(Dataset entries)

* * *

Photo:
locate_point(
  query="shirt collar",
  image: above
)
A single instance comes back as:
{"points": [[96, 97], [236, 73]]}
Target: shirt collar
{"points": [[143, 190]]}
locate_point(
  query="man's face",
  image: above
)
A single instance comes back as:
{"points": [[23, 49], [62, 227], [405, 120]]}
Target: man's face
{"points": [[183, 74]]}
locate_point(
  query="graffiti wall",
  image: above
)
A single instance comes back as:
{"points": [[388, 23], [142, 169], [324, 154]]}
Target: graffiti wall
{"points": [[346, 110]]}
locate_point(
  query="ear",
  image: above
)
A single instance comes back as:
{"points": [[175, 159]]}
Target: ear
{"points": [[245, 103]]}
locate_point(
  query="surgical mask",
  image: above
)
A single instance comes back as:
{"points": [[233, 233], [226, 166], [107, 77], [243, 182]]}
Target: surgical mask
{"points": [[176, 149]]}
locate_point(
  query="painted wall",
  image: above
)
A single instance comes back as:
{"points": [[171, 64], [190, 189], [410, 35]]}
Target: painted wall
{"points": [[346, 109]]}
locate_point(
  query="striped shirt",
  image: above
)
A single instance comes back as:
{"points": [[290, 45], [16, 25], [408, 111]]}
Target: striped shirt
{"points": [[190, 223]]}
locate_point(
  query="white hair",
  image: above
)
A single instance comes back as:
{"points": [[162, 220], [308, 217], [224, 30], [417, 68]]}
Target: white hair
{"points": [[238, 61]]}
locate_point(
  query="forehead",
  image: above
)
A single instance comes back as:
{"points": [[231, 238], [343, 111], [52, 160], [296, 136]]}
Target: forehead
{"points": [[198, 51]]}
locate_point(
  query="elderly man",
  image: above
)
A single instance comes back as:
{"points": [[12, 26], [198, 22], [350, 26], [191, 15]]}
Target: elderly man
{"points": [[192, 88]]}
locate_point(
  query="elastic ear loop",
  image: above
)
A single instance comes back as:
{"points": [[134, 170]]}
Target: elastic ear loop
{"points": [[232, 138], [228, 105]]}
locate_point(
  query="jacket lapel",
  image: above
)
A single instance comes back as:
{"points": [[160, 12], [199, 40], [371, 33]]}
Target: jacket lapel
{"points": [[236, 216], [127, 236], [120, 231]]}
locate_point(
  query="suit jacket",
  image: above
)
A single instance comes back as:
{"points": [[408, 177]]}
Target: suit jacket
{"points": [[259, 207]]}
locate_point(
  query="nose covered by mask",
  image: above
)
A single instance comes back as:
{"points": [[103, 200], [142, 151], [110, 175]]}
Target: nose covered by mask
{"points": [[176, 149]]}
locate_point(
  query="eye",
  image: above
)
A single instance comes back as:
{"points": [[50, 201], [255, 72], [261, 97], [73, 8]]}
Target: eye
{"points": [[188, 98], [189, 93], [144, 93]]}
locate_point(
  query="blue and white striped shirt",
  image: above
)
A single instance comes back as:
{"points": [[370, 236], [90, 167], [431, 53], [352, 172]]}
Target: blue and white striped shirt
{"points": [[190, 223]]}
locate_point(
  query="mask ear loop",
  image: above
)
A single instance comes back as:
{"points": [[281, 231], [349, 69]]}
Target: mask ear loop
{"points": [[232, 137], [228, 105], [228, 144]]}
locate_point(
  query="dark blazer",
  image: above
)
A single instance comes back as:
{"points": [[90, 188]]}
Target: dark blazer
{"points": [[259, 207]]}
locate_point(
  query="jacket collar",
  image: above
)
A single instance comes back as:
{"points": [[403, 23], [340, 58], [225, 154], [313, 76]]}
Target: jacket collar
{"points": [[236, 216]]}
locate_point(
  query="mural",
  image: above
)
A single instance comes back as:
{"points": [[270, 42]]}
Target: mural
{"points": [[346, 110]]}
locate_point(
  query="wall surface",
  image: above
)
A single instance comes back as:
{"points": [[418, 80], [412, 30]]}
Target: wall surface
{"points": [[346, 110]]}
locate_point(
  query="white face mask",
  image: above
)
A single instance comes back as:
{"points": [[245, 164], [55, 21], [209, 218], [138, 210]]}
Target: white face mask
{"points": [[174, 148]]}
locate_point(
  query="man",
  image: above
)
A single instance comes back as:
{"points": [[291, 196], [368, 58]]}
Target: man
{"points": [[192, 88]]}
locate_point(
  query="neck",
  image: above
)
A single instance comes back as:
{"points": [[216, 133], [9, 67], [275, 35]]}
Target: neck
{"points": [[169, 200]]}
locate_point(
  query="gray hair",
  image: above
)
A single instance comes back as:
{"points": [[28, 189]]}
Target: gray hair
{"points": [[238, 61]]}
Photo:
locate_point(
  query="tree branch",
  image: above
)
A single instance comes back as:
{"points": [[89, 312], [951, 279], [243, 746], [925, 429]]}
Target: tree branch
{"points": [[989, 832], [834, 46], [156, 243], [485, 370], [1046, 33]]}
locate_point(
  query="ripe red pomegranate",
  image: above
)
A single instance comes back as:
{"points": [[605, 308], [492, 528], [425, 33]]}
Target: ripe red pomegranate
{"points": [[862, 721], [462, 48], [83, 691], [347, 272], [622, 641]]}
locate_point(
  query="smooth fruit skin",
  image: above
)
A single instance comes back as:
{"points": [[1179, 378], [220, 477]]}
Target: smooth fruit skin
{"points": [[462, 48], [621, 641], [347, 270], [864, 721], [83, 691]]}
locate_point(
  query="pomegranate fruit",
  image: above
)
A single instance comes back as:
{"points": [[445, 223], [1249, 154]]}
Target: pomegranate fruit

* * *

Each record must appear again, word for word.

Photo:
locate_point(
  query="shirt collar",
  image: above
)
A single instance comes back as:
{"points": [[96, 97], [236, 73]]}
Target: shirt collar
{"points": [[143, 190]]}
locate_point(
  query="man's face",
  image: above
)
A single instance comes back as:
{"points": [[23, 49], [62, 227], [405, 120]]}
Target: man's face
{"points": [[183, 74]]}
locate_point(
  query="graffiti wall",
  image: above
)
A single instance comes back as:
{"points": [[388, 23], [142, 169], [324, 154]]}
Target: graffiti wall
{"points": [[346, 110]]}
locate_point(
  query="ear",
  image: above
)
A single instance comes back as:
{"points": [[175, 159]]}
Target: ear
{"points": [[245, 103]]}
locate_point(
  query="surgical mask",
  image: above
)
A single instance comes back as:
{"points": [[233, 233], [226, 166], [107, 77], [243, 182]]}
Target: surgical mask
{"points": [[176, 149]]}
locate_point(
  query="painted wall",
  image: above
)
A single instance comes back as:
{"points": [[171, 64], [190, 189], [410, 35]]}
Target: painted wall
{"points": [[346, 109]]}
locate_point(
  query="striped shirt",
  image: above
)
A single instance comes back as:
{"points": [[290, 45], [16, 25], [408, 111]]}
Target: striped shirt
{"points": [[190, 223]]}
locate_point(
  query="white hair",
  image: above
)
A single instance comes back as:
{"points": [[162, 220], [308, 217], [224, 30], [417, 68]]}
Target: white hair
{"points": [[238, 61]]}
locate_point(
  query="forehead",
  image: above
)
A single instance comes back as:
{"points": [[231, 238], [343, 111], [52, 160], [296, 136]]}
Target: forehead
{"points": [[198, 51]]}
locate_point(
  query="elderly man",
  image: above
)
A single instance comes back as:
{"points": [[12, 26], [198, 22], [350, 26], [191, 15]]}
Target: elderly man
{"points": [[192, 88]]}
locate_point(
  query="elastic ear loop",
  image: above
)
A single instance comes back as:
{"points": [[134, 170]]}
Target: elastic ear loop
{"points": [[232, 138], [228, 105]]}
locate_point(
  query="jacket lapel",
  image: above
)
A single instance comes back as:
{"points": [[160, 12], [199, 40], [371, 33]]}
Target: jacket lapel
{"points": [[236, 216], [127, 236], [120, 231]]}
locate_point(
  query="suit jacket",
  image: above
)
A single instance comes back as:
{"points": [[408, 177]]}
Target: suit jacket
{"points": [[259, 207]]}
locate_point(
  query="nose covered by mask",
  image: above
)
A single instance comes back as:
{"points": [[103, 200], [142, 151], [110, 175]]}
Target: nose covered by mask
{"points": [[176, 149]]}
locate_point(
  query="eye",
  image: above
)
A single instance comes back as:
{"points": [[50, 201], [255, 72], [261, 97], [73, 8]]}
Target: eye
{"points": [[188, 98], [189, 93], [144, 93]]}
locate_point(
  query="blue and white striped shirt",
  image: above
)
A single instance comes back as:
{"points": [[370, 236], [90, 167], [431, 53], [352, 172]]}
Target: blue and white striped shirt
{"points": [[190, 223]]}
locate_point(
  query="mask ear loop",
  image: above
)
A single instance comes back as:
{"points": [[281, 231], [349, 69]]}
Target: mask ear loop
{"points": [[232, 137], [228, 105], [228, 144]]}
locate_point(
  query="dark blazer",
  image: above
)
A single instance comes back as:
{"points": [[90, 188]]}
Target: dark blazer
{"points": [[259, 207]]}
locate_point(
  query="jacket collar",
  image: above
)
A single instance comes back as:
{"points": [[403, 23], [340, 58], [225, 154], [313, 76]]}
Target: jacket collar
{"points": [[236, 216]]}
locate_point(
  query="mural",
  image: above
)
A single instance comes back as:
{"points": [[270, 42]]}
Target: mural
{"points": [[346, 110]]}
locate_point(
  query="wall surface",
  image: above
)
A single instance comes back as:
{"points": [[418, 80], [412, 30]]}
Target: wall surface
{"points": [[346, 110]]}
locate_point(
  query="white face mask",
  image: above
)
A single instance comes back as:
{"points": [[245, 164], [55, 21], [209, 218], [138, 210]]}
Target: white face mask
{"points": [[174, 148]]}
locate_point(
  query="man",
  image: above
)
A single instance comes back as:
{"points": [[291, 196], [368, 58]]}
Target: man
{"points": [[192, 88]]}
locate_point(
  query="neck",
  image: above
)
A single instance comes back as:
{"points": [[216, 133], [9, 67], [275, 35]]}
Target: neck
{"points": [[169, 200]]}
locate_point(
  query="gray hair",
  image: above
)
A single instance comes back as:
{"points": [[28, 189]]}
Target: gray hair
{"points": [[238, 61]]}
Photo:
locate_point(
  query="tree branch",
  image: above
)
A single instance comes back as:
{"points": [[89, 312], [951, 279], [243, 746], [925, 429]]}
Target: tree branch
{"points": [[989, 832], [834, 46], [156, 243], [485, 370], [1046, 33]]}
locate_point(
  query="ripe red pomegranate",
  image: above
)
A single instance comes back as:
{"points": [[605, 308], [492, 528], [425, 33]]}
Target: ripe red pomegranate
{"points": [[862, 721], [462, 48], [83, 691], [347, 272], [622, 641]]}
locate_point(
  query="smooth fruit skin",
  image: above
)
A single instance comes back as:
{"points": [[1179, 378], [220, 477]]}
Target: smooth fruit skin
{"points": [[462, 48], [621, 641], [347, 270], [864, 721], [83, 691]]}
locate_point(
  query="pomegranate fruit",
  image: above
)
A single instance comes back as:
{"points": [[445, 223], [1249, 154]]}
Target: pomegranate fruit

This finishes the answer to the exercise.